Musikbeispiel:
Franz Xaver Pokorny, Sonate F-Dur, 1. Satz, Allegro spirituoso
gespielt von Christoph Hammer
Instrument: Louis Dulcken, München 1805
Neben Wien entstanden nach 1800 weitere Zentren des Klavierbaus etwa in den aufstrebenden Residenzstädten der neuen Königreiche wie Bayern, Preussen und Württemberg, während der Klavierbau in den vorher bestimmenden alten Reichsstädten wie Augsburg und Regensburg allmählich in Niveau und Bedeutung zurückging. Zwei der bedeutendsten Klavierbaubetriebe jener Epoche in Süddeutschland waren der der Familie Dulcken in München, letzte Nachkommen einer berühmten flämischen Cembalobauer-Dynastie, und der des Stein-Schülers Johann Baptist Schiedmayer in Stuttgart.
In diesen neuen Residenzen bestimmte trotz der dort angesiedelten Hoforchester und Opernhäusern vor allem die neue Schicht der adeligen und gutbürgerlichen Liebhabermusiker in den Kreisen der Hofbeamten, der höheren Militärs, der begüterten Honoratioren und Gewerbetreibenden das Musikleben. Durchaus vergleichbar den gesellschaftlichen und kulturellen Entwicklungen zur gleichen Zeit in England war das Klavier hier ein „bürgerliches“ Instrument, dessen äußerliche Gestaltung im herrschenden Geschmack der Zeit ähnlich bedeutsam war wie dessen musikalische Qualitäten. Es waren Instrumente, deren Klangqualitäten auf die Verwendung in gediegenen Wohnräumen und Salons berechnet waren, weder zu laut noch zu vordergründig, doch noch so prägnant, dass das Nebeneinander mit Polstermöbeln, Vorhängen, Teppichen oder anderen Einzelheiten des Mobiliars ihrer Wirkung nicht allzusehr schadete. Ihr Klangspektrum unterschied sich vernehmbar von demjenigen ausgesprochener Konzertsaalinstrumente wie beispielsweise den Flügeln von Anton Walter oder Johann Andreas Stein, deren Ansprache meist direkter und die Klangunterschiede zwischen den Registern ausgeprägter waren, und deren Mechaniken deutlich empfindlicher auf den Fingerdruck reagierten.

+===+

Beantworten Sie anhand des Textauszugs zum Klavierbau oben:
(a) Auf welchem Instrument wird das Musikbeispiel gespielt?
(b) In welcher Stadt befand sich der Klavierbaubetrieb von Johann Baptist Schiedmayer?
(c) Welche beiden Hersteller werden als Beispiele für Flügel genannt, die ausgesprochene Konzertsaalinstrumente waren?

[Daten zur Regionensegmentierung]
+===+

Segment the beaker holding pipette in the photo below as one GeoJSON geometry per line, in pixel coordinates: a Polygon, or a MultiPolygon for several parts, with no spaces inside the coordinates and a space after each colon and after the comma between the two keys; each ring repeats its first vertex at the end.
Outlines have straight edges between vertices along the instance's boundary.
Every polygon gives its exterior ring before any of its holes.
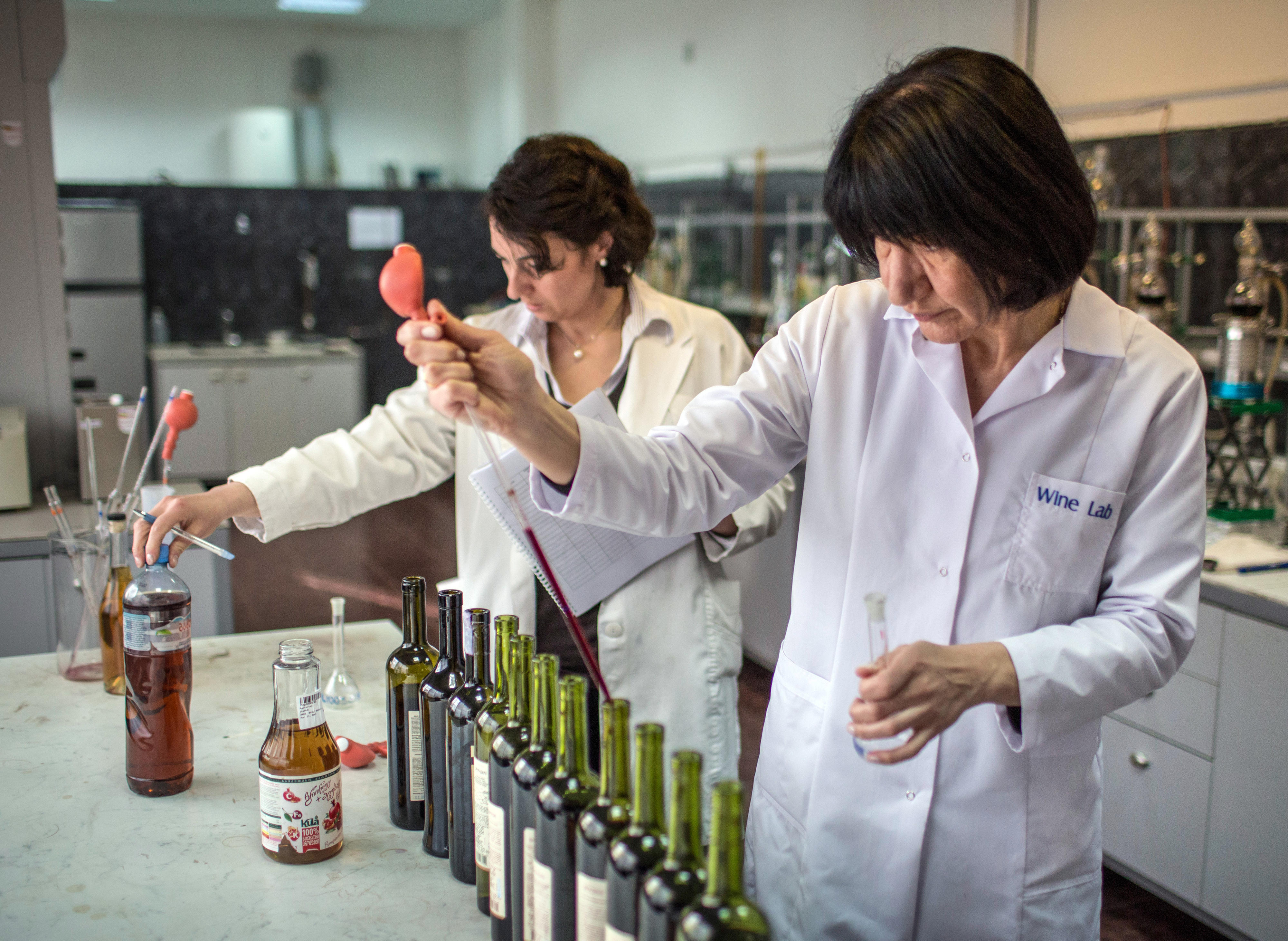
{"type": "MultiPolygon", "coordinates": [[[[885,623],[885,596],[880,592],[871,592],[863,596],[863,602],[868,607],[868,663],[877,660],[890,652],[890,634],[885,623]]],[[[912,737],[912,730],[905,728],[889,739],[854,739],[854,750],[860,758],[867,759],[873,752],[889,752],[903,745],[912,737]]]]}
{"type": "Polygon", "coordinates": [[[335,709],[345,709],[357,703],[362,694],[358,692],[357,681],[344,669],[344,598],[336,596],[331,599],[331,652],[335,660],[335,669],[331,678],[322,688],[322,701],[335,709]]]}

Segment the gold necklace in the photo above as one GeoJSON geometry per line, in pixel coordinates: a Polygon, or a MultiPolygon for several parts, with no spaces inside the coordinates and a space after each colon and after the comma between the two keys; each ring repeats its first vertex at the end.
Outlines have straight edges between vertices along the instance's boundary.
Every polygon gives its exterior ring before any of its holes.
{"type": "Polygon", "coordinates": [[[565,340],[568,340],[568,345],[572,347],[572,358],[573,360],[576,360],[577,362],[582,361],[582,357],[586,356],[586,351],[582,349],[582,347],[587,347],[591,343],[594,343],[599,338],[599,335],[601,333],[604,333],[604,330],[608,329],[609,324],[612,324],[614,320],[617,320],[617,315],[621,312],[621,309],[622,309],[622,307],[625,304],[626,304],[626,295],[623,294],[622,295],[622,303],[618,304],[617,308],[608,316],[608,321],[604,324],[604,326],[599,327],[599,330],[596,330],[594,334],[591,334],[590,339],[585,340],[583,343],[574,342],[573,338],[568,335],[568,331],[564,330],[562,326],[559,326],[558,321],[554,321],[555,330],[558,330],[560,334],[563,334],[563,338],[565,340]]]}

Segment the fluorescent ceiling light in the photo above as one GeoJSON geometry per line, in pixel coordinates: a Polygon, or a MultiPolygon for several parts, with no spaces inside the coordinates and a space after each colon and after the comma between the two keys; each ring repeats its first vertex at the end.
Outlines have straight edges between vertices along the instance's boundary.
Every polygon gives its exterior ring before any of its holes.
{"type": "Polygon", "coordinates": [[[277,0],[287,13],[362,13],[367,0],[277,0]]]}

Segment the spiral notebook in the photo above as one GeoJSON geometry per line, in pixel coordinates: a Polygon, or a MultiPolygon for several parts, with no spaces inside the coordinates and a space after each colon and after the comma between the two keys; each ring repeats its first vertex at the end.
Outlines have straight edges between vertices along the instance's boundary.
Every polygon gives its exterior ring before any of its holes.
{"type": "MultiPolygon", "coordinates": [[[[612,402],[603,392],[595,391],[572,407],[577,415],[592,418],[612,428],[625,431],[612,402]]],[[[559,519],[537,508],[528,489],[529,464],[516,450],[501,455],[501,468],[510,486],[523,504],[532,529],[537,534],[546,559],[568,597],[573,614],[581,615],[634,579],[654,562],[688,545],[693,536],[636,536],[630,532],[559,519]]],[[[470,483],[496,521],[501,523],[514,544],[528,559],[537,579],[554,597],[554,590],[523,535],[523,526],[510,509],[505,489],[491,464],[470,474],[470,483]]]]}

+===+

*LÖSUNG:*
(a) Auf einem Instrument von Louis Dulcken, München 1805.
(b) In Stuttgart.
(c) Anton Walter und Johann Andreas Stein.